+++ Source data +++

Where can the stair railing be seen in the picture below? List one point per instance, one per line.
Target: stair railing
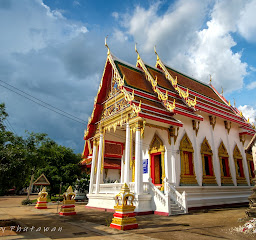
(180, 199)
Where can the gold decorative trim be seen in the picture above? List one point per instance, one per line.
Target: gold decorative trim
(238, 156)
(242, 139)
(162, 97)
(174, 82)
(102, 156)
(157, 146)
(195, 128)
(131, 148)
(171, 132)
(143, 128)
(227, 126)
(206, 150)
(222, 152)
(133, 170)
(186, 146)
(212, 121)
(249, 159)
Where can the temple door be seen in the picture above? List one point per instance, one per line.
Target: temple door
(156, 168)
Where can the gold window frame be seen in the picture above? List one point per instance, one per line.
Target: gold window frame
(222, 152)
(186, 146)
(237, 155)
(206, 150)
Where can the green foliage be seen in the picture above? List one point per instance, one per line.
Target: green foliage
(26, 202)
(20, 157)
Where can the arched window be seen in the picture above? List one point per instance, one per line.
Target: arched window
(187, 176)
(226, 178)
(156, 151)
(239, 167)
(250, 167)
(208, 171)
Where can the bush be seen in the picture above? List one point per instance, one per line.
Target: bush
(26, 202)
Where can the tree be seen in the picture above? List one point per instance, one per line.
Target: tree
(35, 153)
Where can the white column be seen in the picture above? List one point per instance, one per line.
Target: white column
(138, 162)
(231, 161)
(127, 155)
(197, 161)
(216, 161)
(122, 170)
(94, 154)
(99, 164)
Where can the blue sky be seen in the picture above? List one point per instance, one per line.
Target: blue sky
(54, 50)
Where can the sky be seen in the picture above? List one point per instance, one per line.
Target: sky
(54, 50)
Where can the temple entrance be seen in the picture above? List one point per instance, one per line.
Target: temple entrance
(156, 151)
(156, 168)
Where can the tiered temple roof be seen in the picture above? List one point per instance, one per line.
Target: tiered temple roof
(161, 93)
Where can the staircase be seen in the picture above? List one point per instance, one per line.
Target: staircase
(171, 202)
(175, 209)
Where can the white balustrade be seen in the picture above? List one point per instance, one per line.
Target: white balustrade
(157, 193)
(178, 198)
(110, 188)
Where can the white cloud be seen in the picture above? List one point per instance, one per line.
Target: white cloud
(185, 43)
(251, 86)
(247, 23)
(115, 15)
(248, 112)
(54, 59)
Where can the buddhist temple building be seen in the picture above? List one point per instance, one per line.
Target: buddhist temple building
(175, 141)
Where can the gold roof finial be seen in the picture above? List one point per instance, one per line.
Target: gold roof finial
(137, 51)
(106, 45)
(156, 52)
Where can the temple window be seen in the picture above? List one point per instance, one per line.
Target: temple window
(239, 167)
(224, 165)
(208, 172)
(187, 176)
(250, 167)
(156, 151)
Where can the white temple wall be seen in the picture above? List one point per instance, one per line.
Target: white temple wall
(112, 175)
(254, 154)
(117, 136)
(172, 154)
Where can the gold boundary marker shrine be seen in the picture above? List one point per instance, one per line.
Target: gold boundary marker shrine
(42, 199)
(124, 216)
(68, 206)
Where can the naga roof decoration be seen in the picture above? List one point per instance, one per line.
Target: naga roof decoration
(158, 93)
(174, 82)
(162, 97)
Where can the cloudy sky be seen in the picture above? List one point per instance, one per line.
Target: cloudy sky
(54, 50)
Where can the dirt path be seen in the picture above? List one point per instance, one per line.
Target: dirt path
(92, 224)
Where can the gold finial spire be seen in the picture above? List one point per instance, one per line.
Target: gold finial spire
(137, 51)
(156, 52)
(106, 45)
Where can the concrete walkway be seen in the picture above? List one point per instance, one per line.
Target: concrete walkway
(91, 224)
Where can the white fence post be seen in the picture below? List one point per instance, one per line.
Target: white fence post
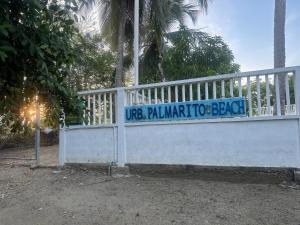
(297, 102)
(62, 149)
(297, 90)
(121, 142)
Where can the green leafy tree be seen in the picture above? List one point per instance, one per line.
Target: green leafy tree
(189, 54)
(156, 17)
(93, 67)
(36, 52)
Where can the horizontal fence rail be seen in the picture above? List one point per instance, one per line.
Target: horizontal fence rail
(268, 93)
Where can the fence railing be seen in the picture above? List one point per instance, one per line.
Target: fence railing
(264, 91)
(100, 107)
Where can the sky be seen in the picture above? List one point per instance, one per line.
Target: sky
(247, 27)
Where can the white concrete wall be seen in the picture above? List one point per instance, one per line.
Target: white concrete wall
(228, 142)
(270, 143)
(89, 145)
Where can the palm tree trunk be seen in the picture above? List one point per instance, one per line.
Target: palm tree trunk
(160, 68)
(279, 47)
(121, 37)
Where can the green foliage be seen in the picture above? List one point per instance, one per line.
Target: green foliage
(188, 54)
(36, 52)
(93, 66)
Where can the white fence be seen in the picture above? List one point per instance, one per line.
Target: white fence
(268, 136)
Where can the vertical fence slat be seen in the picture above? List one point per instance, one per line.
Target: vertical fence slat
(162, 90)
(149, 95)
(169, 94)
(268, 94)
(258, 95)
(94, 110)
(183, 93)
(231, 87)
(110, 108)
(206, 90)
(277, 93)
(99, 109)
(89, 110)
(84, 111)
(105, 109)
(296, 78)
(176, 93)
(249, 96)
(191, 92)
(240, 87)
(223, 89)
(198, 92)
(214, 90)
(136, 96)
(287, 94)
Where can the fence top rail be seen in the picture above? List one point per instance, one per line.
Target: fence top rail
(201, 79)
(217, 77)
(98, 91)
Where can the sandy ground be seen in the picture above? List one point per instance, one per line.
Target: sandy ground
(78, 196)
(48, 156)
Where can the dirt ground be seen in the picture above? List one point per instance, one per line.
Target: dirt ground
(48, 156)
(80, 196)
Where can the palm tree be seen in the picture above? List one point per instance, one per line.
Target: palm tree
(156, 17)
(159, 17)
(279, 46)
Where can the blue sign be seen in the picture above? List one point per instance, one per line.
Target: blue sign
(205, 109)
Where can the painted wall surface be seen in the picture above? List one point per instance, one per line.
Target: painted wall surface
(204, 109)
(94, 145)
(261, 143)
(270, 143)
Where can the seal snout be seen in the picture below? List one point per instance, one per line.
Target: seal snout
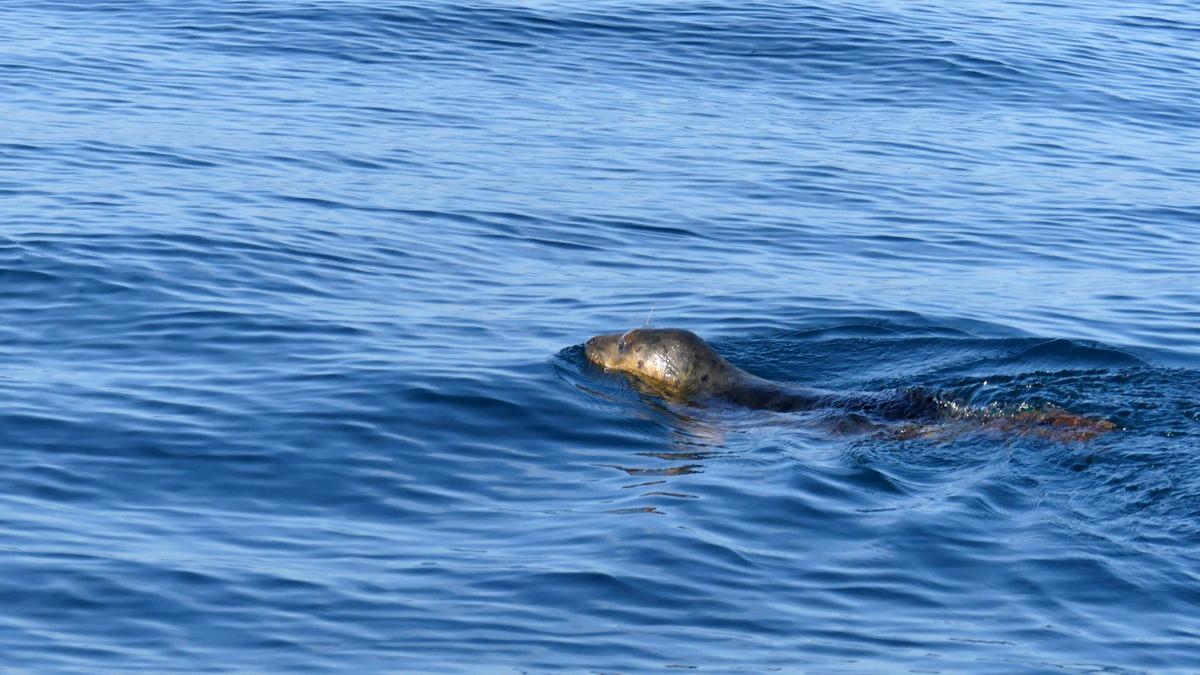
(599, 350)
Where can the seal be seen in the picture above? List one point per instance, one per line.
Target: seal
(679, 366)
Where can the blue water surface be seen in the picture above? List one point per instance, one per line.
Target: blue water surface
(294, 294)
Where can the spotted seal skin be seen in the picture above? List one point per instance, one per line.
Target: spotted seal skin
(679, 366)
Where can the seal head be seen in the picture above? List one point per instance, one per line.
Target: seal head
(671, 362)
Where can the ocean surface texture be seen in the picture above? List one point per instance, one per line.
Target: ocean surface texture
(294, 297)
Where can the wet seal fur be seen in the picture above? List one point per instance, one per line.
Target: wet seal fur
(679, 366)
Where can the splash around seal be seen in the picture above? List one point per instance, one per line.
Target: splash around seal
(679, 366)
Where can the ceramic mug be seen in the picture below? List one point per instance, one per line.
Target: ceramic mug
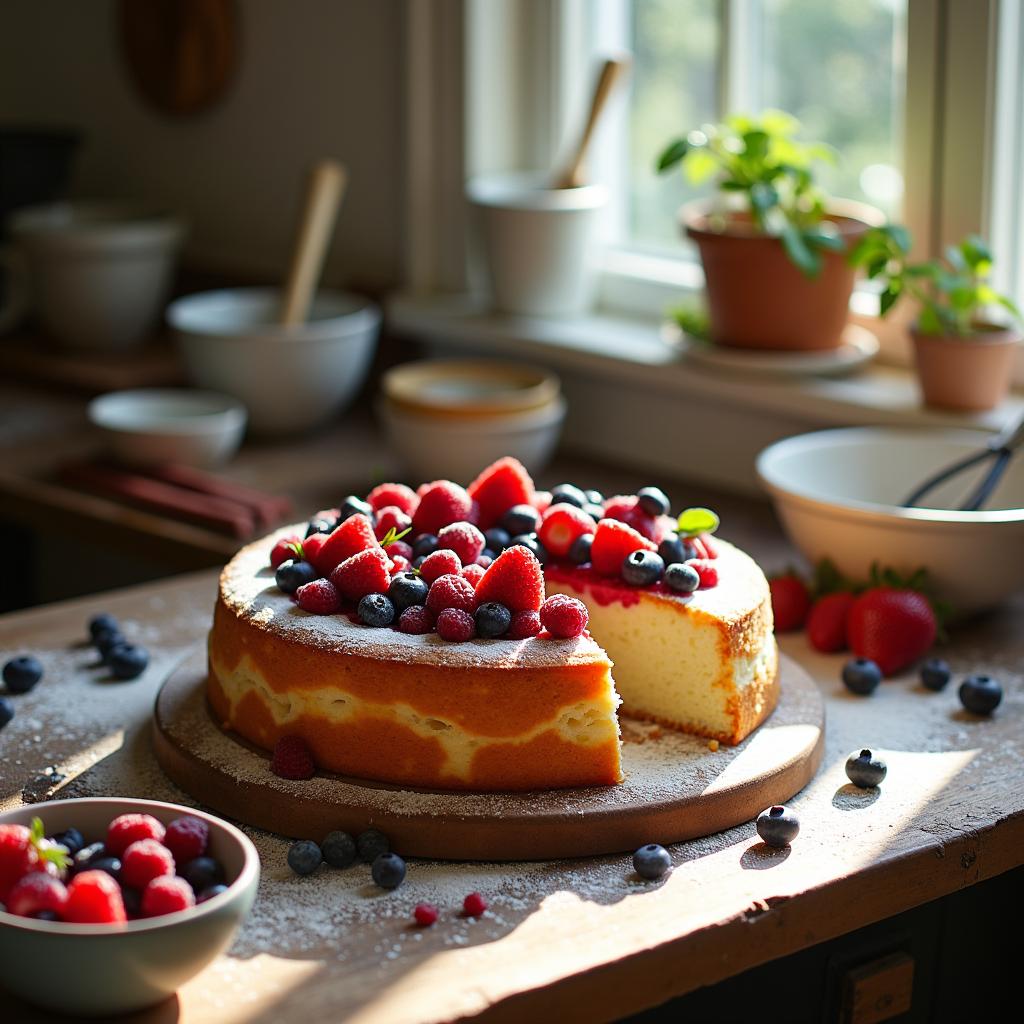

+++

## Exercise goal
Rewrite the part of the material that opens with the line containing "Where can the blue water" and closes at the end of the material, keeping every line, but multiply each coordinate in the answers by 1.35 and round to whole numbers, with halves rounding up. Leave the pictures out.

## Task answer
Where can the blue water surface be seen in the picture above? List one point per instance, one per line.
Target: blue water surface
(397, 397)
Where can the spotted seal skin be seen in the picture above? List one point per instance, one per line.
Target: spotted seal skin
(917, 494)
Where can the seal head be seen in the picture above? List one point per instance, one per line.
Target: seal head
(906, 489)
Where can the ocean surface texture be seen in the picture above? List one point per instance, one per line.
Target: ocean surface texture
(397, 401)
Where can the wet seal fur be seen in the picture above? List one point per instance, one per line.
Target: wet seal fur
(917, 494)
Where can the splash around seal be seen in the picture above? List one point per instance, one per line.
Target: splash around seal
(917, 494)
Where can the ceramic mug be seen in the picture below? List one point per instance, one per line.
Target: ceramic mug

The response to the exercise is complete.